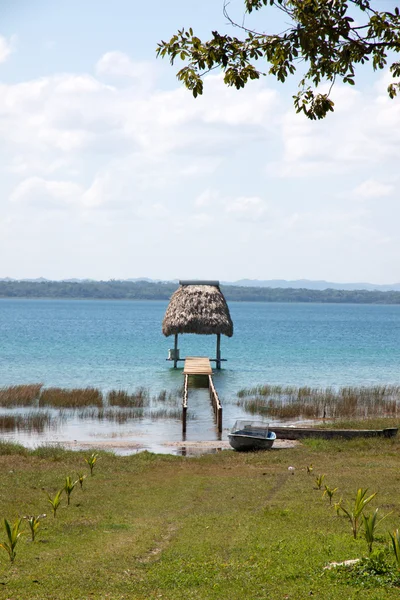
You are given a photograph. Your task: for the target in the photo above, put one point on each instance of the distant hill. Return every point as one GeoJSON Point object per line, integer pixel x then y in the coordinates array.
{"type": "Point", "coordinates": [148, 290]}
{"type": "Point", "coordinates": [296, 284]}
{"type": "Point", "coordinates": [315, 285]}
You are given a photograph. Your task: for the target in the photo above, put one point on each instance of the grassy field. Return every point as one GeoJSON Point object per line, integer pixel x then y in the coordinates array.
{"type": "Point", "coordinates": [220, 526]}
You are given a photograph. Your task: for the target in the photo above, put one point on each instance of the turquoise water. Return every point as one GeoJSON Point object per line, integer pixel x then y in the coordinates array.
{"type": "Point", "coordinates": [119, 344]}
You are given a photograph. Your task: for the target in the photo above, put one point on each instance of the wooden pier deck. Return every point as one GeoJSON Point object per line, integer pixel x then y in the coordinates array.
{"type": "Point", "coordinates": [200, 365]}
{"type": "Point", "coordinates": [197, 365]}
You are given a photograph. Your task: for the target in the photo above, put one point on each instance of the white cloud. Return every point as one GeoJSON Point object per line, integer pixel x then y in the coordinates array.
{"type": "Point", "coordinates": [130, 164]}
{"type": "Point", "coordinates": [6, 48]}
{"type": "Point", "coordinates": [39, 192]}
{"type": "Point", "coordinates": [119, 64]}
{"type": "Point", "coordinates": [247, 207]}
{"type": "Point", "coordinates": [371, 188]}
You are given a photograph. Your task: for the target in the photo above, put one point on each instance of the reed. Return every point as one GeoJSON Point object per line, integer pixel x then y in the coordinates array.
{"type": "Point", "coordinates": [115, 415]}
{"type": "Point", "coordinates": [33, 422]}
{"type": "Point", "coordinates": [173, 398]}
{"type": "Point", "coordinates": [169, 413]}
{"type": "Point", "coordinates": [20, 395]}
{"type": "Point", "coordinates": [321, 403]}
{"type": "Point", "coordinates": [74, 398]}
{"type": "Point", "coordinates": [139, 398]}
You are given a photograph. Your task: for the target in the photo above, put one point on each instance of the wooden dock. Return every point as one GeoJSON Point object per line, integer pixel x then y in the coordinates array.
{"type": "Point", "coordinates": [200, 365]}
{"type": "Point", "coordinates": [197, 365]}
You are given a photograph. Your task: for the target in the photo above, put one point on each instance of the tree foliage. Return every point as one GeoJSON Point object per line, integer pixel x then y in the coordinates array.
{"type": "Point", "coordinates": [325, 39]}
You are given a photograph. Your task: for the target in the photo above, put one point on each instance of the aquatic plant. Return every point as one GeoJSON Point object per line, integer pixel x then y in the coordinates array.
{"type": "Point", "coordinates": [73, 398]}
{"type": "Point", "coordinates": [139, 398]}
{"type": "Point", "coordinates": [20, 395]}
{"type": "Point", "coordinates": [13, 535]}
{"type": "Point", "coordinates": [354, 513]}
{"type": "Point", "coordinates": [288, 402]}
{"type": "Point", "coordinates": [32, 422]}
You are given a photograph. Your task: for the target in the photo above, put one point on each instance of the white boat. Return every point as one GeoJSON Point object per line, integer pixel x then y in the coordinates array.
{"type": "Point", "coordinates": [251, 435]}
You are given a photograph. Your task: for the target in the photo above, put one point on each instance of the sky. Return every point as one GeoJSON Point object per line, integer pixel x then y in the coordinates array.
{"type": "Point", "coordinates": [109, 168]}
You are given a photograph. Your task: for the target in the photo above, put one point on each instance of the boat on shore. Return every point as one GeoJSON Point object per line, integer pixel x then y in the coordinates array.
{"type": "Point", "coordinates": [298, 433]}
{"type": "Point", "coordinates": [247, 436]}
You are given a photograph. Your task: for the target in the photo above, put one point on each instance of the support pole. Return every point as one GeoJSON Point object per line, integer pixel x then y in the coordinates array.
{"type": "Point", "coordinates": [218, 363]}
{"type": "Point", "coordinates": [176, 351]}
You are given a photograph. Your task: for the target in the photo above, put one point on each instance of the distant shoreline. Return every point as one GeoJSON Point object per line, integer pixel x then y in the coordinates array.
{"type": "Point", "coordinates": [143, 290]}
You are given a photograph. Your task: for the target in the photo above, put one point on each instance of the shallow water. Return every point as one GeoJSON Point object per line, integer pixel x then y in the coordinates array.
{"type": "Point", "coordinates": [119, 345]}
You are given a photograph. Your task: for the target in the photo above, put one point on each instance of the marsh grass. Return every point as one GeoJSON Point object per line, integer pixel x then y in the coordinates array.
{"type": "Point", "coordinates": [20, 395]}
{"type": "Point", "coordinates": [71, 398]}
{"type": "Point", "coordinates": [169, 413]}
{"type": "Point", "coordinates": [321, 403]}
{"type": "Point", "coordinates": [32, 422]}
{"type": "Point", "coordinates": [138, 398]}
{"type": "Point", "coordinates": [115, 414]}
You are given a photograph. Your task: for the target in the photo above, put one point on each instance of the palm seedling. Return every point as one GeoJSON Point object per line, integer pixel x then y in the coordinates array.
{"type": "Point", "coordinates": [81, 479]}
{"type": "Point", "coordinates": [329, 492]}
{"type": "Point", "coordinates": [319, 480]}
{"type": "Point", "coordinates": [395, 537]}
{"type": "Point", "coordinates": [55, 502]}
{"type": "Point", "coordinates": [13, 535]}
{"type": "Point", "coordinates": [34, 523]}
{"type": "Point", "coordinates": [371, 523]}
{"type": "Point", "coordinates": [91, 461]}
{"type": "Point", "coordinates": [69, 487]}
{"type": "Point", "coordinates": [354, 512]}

§

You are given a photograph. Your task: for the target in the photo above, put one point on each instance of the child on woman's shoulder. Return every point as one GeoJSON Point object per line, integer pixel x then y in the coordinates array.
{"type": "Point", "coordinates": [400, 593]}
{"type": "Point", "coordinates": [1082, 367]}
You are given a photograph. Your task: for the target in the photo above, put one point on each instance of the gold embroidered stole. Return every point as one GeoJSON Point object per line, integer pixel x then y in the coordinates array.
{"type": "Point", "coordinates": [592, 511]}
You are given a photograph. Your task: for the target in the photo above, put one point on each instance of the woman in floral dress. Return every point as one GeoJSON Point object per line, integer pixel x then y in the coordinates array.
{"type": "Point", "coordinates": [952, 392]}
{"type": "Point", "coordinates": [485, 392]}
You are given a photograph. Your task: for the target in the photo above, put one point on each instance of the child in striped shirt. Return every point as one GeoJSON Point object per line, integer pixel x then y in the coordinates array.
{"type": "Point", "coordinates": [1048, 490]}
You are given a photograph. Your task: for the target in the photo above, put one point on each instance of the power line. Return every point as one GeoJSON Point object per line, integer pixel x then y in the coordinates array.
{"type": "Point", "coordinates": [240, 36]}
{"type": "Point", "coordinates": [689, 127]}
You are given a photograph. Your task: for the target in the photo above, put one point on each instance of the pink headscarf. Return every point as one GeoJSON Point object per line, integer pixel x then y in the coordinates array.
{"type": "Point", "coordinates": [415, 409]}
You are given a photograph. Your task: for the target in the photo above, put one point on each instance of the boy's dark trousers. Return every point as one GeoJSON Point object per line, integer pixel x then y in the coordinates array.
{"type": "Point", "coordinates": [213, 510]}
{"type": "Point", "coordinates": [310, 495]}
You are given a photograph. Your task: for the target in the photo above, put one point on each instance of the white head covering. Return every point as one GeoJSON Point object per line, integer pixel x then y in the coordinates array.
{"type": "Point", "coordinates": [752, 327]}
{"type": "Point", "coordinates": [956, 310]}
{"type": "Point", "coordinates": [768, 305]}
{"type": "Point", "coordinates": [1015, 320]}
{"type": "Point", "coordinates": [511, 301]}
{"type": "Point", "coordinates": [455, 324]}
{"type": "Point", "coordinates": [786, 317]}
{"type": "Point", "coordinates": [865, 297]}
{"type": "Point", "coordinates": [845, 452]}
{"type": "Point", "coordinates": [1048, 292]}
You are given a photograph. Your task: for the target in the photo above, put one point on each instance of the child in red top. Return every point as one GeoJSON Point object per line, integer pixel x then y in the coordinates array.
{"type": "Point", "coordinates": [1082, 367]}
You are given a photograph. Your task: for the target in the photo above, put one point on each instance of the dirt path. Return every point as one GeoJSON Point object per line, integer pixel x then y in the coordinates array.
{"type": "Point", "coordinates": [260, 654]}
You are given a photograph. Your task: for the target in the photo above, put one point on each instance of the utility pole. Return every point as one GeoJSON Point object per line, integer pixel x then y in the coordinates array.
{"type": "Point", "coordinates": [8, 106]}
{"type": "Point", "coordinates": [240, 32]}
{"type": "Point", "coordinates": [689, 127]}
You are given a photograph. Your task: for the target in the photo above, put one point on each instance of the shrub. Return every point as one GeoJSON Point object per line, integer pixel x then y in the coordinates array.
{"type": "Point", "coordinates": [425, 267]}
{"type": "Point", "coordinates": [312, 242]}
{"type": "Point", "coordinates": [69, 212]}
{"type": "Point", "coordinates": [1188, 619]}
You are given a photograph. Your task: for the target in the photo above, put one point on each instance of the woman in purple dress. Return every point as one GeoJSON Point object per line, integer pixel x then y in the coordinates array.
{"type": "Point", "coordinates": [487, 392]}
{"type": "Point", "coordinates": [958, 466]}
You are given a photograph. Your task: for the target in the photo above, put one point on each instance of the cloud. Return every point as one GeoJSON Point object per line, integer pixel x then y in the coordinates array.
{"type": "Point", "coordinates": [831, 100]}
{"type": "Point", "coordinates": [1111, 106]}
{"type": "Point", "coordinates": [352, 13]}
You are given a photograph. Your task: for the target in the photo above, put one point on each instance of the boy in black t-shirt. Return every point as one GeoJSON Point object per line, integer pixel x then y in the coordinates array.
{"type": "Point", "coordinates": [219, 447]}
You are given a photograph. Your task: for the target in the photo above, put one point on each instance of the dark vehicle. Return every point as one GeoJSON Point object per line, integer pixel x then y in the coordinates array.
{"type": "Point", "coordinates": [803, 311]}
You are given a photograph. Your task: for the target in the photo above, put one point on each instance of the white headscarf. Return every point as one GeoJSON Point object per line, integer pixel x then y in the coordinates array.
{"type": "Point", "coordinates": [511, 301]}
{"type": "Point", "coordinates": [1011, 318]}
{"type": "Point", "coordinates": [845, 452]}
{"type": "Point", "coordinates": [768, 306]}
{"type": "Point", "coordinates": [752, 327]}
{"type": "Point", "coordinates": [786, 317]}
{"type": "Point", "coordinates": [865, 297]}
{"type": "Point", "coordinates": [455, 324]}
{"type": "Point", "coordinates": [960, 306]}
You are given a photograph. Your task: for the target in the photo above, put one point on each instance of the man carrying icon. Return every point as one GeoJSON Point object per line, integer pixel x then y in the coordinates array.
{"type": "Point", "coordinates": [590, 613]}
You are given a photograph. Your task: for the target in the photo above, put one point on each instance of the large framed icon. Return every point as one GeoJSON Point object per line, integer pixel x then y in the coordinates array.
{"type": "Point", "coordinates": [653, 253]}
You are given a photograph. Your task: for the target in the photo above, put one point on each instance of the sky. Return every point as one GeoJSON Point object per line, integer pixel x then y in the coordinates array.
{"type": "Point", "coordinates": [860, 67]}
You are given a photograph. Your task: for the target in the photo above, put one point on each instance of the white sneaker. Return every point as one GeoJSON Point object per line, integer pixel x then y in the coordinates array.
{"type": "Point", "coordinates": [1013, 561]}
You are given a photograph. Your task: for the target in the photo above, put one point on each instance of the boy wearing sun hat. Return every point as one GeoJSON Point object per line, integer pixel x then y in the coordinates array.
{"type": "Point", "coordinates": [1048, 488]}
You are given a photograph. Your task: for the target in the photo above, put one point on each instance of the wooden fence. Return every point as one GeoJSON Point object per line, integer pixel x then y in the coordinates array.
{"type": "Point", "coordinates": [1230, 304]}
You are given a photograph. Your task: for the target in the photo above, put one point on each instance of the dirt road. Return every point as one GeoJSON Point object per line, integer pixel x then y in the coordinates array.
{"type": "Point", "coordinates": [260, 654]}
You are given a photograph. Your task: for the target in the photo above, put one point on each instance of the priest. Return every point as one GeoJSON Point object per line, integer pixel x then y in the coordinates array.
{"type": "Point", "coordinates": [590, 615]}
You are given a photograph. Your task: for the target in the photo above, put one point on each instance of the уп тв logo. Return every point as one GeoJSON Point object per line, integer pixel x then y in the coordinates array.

§

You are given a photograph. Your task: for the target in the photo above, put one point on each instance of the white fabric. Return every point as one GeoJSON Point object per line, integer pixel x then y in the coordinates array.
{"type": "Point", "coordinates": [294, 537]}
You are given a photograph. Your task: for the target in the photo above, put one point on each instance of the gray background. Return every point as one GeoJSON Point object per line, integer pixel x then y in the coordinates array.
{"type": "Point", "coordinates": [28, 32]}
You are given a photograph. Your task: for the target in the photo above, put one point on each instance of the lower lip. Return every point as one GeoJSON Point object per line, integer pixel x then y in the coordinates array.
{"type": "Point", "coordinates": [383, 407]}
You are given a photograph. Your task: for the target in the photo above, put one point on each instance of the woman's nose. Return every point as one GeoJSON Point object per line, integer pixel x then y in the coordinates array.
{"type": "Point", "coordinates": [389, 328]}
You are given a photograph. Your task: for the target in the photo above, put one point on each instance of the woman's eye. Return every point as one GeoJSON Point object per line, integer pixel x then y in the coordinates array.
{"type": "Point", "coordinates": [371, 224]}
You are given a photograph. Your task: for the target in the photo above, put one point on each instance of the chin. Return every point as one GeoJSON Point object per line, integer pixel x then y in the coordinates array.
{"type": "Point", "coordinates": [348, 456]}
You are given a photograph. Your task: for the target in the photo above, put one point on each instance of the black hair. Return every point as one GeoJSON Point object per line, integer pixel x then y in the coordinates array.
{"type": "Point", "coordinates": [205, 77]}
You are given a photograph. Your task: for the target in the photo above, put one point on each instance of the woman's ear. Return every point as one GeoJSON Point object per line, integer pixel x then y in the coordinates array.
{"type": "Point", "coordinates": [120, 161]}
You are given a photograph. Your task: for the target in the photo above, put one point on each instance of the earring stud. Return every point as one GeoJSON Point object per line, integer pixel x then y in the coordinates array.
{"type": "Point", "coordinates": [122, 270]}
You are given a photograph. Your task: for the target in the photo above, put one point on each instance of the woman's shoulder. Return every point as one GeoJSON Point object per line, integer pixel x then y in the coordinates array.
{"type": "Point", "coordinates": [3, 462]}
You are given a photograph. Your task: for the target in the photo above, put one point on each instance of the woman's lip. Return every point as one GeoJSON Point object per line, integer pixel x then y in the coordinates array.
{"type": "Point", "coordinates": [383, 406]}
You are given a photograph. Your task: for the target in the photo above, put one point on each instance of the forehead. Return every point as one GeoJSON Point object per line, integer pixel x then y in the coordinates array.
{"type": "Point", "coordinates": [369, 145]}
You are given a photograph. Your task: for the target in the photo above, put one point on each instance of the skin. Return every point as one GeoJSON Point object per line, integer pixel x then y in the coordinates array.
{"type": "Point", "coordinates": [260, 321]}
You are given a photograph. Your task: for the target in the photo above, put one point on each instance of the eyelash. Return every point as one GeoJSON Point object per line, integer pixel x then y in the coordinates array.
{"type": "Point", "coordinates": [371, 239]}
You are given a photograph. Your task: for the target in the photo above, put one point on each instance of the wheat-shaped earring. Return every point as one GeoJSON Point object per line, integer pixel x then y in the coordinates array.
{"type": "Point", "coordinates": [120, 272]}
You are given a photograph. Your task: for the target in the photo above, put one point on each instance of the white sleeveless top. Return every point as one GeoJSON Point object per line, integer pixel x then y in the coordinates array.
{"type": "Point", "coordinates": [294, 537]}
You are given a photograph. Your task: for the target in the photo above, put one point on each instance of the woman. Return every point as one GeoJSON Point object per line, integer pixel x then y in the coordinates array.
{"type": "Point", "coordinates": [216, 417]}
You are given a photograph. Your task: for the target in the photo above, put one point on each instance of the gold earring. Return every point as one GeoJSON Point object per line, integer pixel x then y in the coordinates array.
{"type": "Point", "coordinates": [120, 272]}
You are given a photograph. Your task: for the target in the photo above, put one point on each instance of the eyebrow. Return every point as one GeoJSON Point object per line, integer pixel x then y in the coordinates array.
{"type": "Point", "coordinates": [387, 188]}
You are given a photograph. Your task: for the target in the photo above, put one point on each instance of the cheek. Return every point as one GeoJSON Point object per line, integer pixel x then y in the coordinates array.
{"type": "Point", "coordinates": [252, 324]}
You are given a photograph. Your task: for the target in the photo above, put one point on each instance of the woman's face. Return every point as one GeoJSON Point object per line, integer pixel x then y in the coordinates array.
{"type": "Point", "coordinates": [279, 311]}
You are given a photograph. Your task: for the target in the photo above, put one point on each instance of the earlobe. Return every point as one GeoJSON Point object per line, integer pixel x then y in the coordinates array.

§

- [AIM OF THE TASK]: How many lines in the rows above contain the string "cloud"? Give only the number.

- [ANSWER]: 2